Indecisão é uma coisa linda na poesia, mas acaba com a vida da gente…

E por falar em poesia, achei aquele poema do Manuel Bandeira que estava procurando um tempão atrás: o Belo belo.

Fico pensando que talvez a tuberculose tenha sido a melhor carta de alforria que o Bandeira poderia ter. Uma carta branca, pra ser o que quisesse ser. Depois do diagnóstico, largou a Politécnica e foi buscar tratamento, respirar melhores ares. E, como morrer de fome já não era a primeira preocupação, virou poeta.

Belo belo belo, 
Tenho tudo quanto quero.

Tenho o fogo de constelações extintas há milênios.
E o risco brevíssimo – que foi? passou – de tantas estrelas cadentes.

A aurora apaga-se,
E eu guardo as mais puras lágrimas da aurora.

O dia vem, e dia adentro
Continuo a possuir o segredo grande da noite.

Belo belo belo,
Tenho tudo quanto quero.

Não quero o êxtase nem os tormentos.
Não quero o que a terra só dá com trabalho.

• • • • • • •

Tarefa proposta A =>
Qual é o título do poema de Manuel Bandeira mencionado no trecho selecionado?
O trecho e as entradas vêm de fontes diferentes.

Entradas de identificação de locais =>
• • • • • • •

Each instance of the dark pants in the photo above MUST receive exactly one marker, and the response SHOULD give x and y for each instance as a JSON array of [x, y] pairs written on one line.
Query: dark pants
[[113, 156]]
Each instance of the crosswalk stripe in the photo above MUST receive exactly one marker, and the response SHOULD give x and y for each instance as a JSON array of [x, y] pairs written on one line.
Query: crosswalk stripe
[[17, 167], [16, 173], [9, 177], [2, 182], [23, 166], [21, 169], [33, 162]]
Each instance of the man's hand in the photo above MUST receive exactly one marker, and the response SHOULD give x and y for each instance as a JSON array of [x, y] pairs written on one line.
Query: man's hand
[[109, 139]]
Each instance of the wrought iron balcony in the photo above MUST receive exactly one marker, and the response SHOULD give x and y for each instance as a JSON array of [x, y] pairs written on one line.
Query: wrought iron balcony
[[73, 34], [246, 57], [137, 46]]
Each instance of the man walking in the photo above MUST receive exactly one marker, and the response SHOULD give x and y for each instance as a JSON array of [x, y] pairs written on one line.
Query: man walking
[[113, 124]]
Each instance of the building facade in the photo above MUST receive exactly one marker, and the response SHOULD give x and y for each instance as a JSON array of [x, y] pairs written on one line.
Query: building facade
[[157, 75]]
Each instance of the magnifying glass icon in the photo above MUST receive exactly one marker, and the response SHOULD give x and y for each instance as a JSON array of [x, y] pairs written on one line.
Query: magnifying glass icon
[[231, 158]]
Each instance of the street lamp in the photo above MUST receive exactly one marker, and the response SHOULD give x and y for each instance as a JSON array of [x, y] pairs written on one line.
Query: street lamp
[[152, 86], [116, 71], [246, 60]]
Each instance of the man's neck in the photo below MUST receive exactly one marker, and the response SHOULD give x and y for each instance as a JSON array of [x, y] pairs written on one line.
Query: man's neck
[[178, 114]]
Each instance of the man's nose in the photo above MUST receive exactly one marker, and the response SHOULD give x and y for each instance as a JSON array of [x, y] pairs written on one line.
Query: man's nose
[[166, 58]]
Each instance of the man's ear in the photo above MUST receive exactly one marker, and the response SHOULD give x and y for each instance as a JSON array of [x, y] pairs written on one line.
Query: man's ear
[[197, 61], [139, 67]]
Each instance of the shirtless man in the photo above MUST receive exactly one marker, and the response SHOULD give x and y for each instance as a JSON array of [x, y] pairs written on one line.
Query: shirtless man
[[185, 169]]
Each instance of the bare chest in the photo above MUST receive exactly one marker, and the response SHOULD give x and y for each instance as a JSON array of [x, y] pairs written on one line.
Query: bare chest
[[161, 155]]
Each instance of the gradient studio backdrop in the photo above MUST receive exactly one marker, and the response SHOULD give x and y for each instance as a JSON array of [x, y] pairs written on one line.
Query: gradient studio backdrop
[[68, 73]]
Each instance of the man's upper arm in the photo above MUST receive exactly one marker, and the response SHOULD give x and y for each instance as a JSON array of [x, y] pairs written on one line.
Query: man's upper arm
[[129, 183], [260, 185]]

• • • • • • •

Tarefa proposta B =>
Filtre as entradas e copie cada linha que contém a palavra "street", diferenciando maiúsculas de minúsculas.

Resposta A =>
Belo belo.

Resposta B =>
Each instance of the street lamp in the photo above MUST receive exactly one marker, and the response SHOULD give x and y for each instance as a JSON array of [x, y] pairs written on one line.
Query: street lamp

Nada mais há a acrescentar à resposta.